[Exercise task]
Rewrite the lines below, starting at the line that contains "Report one point per instance of the forest" and ending at the line that contains "[[363, 116]]", both included, with 119 added to every coordinate in the answers. Leave the pictures out.

[Dataset records]
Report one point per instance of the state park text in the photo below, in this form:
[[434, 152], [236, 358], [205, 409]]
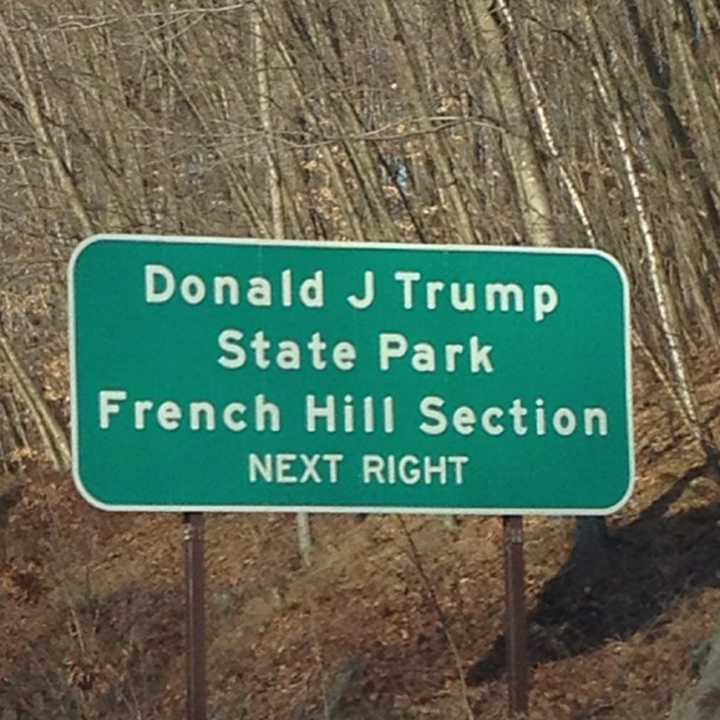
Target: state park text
[[338, 376]]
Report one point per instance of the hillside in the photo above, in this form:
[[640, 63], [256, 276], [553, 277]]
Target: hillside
[[92, 622]]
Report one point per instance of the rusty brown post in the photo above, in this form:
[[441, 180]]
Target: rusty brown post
[[516, 616], [195, 642]]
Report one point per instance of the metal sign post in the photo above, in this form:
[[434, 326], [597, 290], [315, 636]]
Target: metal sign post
[[516, 615], [195, 615]]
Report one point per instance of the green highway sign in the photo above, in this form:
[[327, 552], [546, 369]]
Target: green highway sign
[[249, 375]]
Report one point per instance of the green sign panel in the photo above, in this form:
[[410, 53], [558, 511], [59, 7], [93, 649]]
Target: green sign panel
[[215, 374]]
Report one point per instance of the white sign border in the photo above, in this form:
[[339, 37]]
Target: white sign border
[[200, 240]]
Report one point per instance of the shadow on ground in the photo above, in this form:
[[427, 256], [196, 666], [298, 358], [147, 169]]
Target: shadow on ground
[[649, 565]]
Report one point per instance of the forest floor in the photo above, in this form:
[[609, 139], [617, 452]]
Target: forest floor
[[395, 620]]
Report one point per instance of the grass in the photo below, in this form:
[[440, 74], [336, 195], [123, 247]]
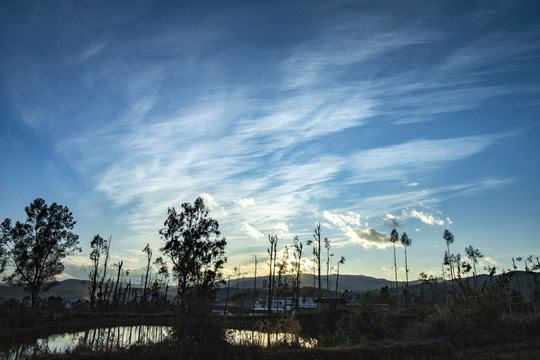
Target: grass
[[419, 333]]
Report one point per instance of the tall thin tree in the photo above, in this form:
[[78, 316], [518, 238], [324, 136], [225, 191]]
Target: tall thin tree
[[340, 262], [317, 254], [148, 251], [298, 251], [406, 241], [394, 236], [272, 239], [327, 246]]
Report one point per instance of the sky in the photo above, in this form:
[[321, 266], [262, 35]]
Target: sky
[[363, 116]]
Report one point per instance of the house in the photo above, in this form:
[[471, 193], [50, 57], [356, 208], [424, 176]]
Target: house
[[282, 305], [331, 305]]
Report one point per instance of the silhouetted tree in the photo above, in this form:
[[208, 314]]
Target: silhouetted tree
[[474, 255], [272, 252], [192, 244], [448, 258], [317, 254], [38, 246], [406, 242], [327, 246], [394, 238], [298, 248], [340, 262], [102, 292], [3, 248], [148, 251], [99, 246]]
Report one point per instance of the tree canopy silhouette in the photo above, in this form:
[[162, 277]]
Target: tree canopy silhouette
[[197, 253], [35, 249]]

[Response to the exercise]
Report one point per instance of the forest floor in the photo above, in this form:
[[609, 139], [617, 452]]
Target: forest floor
[[514, 739]]
Report one point per instance of the grass in the photo below, in this form:
[[440, 74], [336, 195], [123, 247]]
Target: grass
[[538, 452]]
Report one point per instance of the tall thin tree in the photo above, in this form:
[[78, 316], [518, 238], [324, 136], [225, 191]]
Target: tall thin tree
[[459, 381], [436, 373], [267, 370], [417, 370], [525, 360], [513, 355], [391, 358], [446, 365]]
Report one point per instance of the sky in the photo above, in this form:
[[321, 266], [262, 35]]
Target: sky
[[482, 235]]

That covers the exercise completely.